### WRITTEN EXERCISE
Can you render every line of the listing below as a Markdown table with the columns Row and Line, skipping blank lines and leaving the pictures out?

### Collected data entries
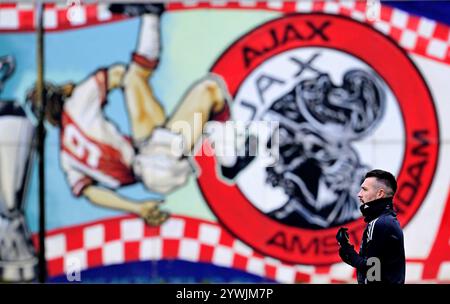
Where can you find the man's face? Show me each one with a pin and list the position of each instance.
(370, 190)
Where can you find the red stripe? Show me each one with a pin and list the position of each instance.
(132, 251)
(95, 257)
(240, 262)
(302, 277)
(440, 251)
(441, 32)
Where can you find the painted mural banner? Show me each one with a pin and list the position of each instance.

### RESULT OF THIS TASK
| Row | Line |
|---|---|
| 1 | Where can you find the man's face? Show me each one with a pin and list the position of each instance. |
| 2 | (370, 190) |
| 3 | Where can you find the red stripe? Show me each one with a pin and list the position of each instance. |
| 4 | (132, 251) |
| 5 | (95, 257) |
| 6 | (240, 262) |
| 7 | (302, 277) |
| 8 | (440, 251) |
| 9 | (441, 32) |
| 10 | Where can you find the painted mural banner? Show me each one with a pin and list the position of each instance. |